> **Blocco di testo**:
03 marzo 2015

Il novelliere alessandrino soggiornò a Pinerolo all’epoca della prima dominazione francese (1538-1574)

Tra le varie personalità che visitarono e vissero anche soltanto per un periodo breve a Pinerolo si riscontra anche Matteo Bandello, noto novelliere e cronista del Cinquecento italiano.
Ne spiega le circostanze specifiche lo storico erudito e letterato piemontese Gian Francesco Galeani Napione, di Cocconato, che nel Tomo II delle sue “Vite ed Elogi di Illustri Italiani” ricorda (in quello scomposto linguaggio italiano caratteristico della sua epoca; e riferendosi alle bandelliane Novelle VIII e XII) che «dallo stesso Bandello il raccogliamo, attesochè riportando una novella narrata in Pinerolo da messer Giovan Antonio Gribaldo Muffa, gentiluomo di Chieri, […] che ivi trovavasi col Fregoso, che chiama il Luogotenente generale del Re cristianissimo», per motivi di contingente attività militare.

> **Materiale fornito**:
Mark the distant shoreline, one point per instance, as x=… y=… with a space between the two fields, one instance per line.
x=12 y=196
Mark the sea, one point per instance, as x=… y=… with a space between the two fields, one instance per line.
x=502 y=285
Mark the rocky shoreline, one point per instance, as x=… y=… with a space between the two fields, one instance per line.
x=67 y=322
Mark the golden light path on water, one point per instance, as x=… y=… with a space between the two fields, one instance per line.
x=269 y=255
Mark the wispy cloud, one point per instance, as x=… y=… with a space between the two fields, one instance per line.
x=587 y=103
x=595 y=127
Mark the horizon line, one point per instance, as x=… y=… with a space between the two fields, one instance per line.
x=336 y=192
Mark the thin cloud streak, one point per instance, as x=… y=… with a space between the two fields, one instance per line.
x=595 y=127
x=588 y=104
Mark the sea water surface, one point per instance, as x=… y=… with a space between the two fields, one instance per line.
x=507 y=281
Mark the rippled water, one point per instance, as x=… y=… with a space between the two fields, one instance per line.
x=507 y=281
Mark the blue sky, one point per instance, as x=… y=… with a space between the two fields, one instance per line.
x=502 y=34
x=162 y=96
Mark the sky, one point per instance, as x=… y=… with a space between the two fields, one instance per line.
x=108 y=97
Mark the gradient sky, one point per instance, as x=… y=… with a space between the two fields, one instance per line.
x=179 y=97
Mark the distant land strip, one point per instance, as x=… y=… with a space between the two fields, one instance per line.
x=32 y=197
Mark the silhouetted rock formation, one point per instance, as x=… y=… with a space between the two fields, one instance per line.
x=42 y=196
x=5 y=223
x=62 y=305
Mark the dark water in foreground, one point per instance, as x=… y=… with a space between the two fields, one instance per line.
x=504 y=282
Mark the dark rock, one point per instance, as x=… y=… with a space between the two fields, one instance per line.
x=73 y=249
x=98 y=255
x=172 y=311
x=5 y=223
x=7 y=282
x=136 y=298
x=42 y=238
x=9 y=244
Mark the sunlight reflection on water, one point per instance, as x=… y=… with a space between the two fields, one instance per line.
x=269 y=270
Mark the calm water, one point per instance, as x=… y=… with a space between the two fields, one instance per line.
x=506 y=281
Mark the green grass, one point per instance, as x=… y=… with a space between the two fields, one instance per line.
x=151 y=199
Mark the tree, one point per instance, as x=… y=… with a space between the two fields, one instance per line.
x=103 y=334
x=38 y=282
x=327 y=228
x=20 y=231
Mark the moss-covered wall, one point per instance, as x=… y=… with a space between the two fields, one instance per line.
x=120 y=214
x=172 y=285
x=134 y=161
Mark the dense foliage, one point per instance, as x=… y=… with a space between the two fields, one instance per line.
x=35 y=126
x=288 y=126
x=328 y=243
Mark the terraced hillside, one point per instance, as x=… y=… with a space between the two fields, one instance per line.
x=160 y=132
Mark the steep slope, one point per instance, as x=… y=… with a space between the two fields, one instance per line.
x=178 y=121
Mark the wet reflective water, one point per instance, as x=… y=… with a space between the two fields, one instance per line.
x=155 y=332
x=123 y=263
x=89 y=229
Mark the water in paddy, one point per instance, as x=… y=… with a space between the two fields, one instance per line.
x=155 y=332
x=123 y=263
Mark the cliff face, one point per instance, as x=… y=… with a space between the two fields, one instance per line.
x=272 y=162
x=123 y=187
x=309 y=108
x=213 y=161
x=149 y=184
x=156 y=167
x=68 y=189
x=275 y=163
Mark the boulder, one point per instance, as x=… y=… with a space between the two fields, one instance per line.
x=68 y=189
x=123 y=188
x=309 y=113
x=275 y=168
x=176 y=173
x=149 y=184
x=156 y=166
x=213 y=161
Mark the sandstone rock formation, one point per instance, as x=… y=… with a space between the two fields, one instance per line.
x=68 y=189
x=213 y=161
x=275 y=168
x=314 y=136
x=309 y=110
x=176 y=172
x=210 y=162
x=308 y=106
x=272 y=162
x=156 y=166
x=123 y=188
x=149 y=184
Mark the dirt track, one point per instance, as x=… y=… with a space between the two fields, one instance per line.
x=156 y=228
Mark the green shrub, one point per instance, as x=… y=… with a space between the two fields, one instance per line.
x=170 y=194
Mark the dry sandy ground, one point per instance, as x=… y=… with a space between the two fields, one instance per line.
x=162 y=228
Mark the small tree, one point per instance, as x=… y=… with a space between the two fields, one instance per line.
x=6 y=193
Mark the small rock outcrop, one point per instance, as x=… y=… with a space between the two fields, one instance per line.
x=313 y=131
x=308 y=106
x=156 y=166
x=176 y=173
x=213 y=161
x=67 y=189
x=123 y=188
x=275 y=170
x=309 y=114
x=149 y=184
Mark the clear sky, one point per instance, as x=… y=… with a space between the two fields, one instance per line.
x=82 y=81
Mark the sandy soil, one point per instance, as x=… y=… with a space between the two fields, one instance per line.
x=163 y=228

> **Da svolgere**:
- A) Ricopia il passo del testo su Bandello a Pinerolo da "Il novelliere alessandrino" fino a "del Cinquecento italiano." compreso.
- B) Secondo il testo su Bandello a Pinerolo, in quale tomo e in quale opera Galeani Napione ricorda il soggiorno del novelliere?
- C) Riassumi in due frasi il testo su Bandello a Pinerolo.
I record non hanno alcun ruolo in quanto c'è da fare.

> **Elenco risposte**:
- A)
Il novelliere alessandrino soggiornò a Pinerolo all’epoca della prima dominazione francese (1538-1574)

Tra le varie personalità che visitarono e vissero anche soltanto per un periodo breve a Pinerolo si riscontra anche Matteo Bandello, noto novelliere e cronista del Cinquecento italiano.

- B) Nel Tomo II delle sue "Vite ed Elogi di Illustri Italiani".

- C) Matteo Bandello, novelliere e cronista del Cinquecento, soggiornò a Pinerolo durante la prima dominazione francese (1538-1574). Lo storico piemontese Gian Francesco Galeani Napione ne spiega le circostanze nel Tomo II delle sue "Vite ed Elogi di Illustri Italiani", riferendosi alle Novelle VIII e XII e a una novella narrata in Pinerolo da Giovan Antonio Gribaldo Muffa, gentiluomo di Chieri.